Point-per-instance localization data
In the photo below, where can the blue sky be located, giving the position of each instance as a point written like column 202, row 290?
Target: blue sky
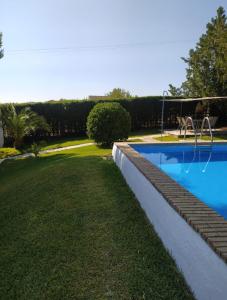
column 74, row 48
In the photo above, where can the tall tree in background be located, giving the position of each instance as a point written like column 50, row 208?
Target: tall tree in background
column 206, row 74
column 1, row 50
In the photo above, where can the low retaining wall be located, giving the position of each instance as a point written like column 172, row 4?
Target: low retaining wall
column 1, row 136
column 204, row 270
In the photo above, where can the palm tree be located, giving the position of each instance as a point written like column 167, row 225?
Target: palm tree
column 17, row 125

Description of the task: Respond with one number only: how many lines of the data contain "above".

Solution: 3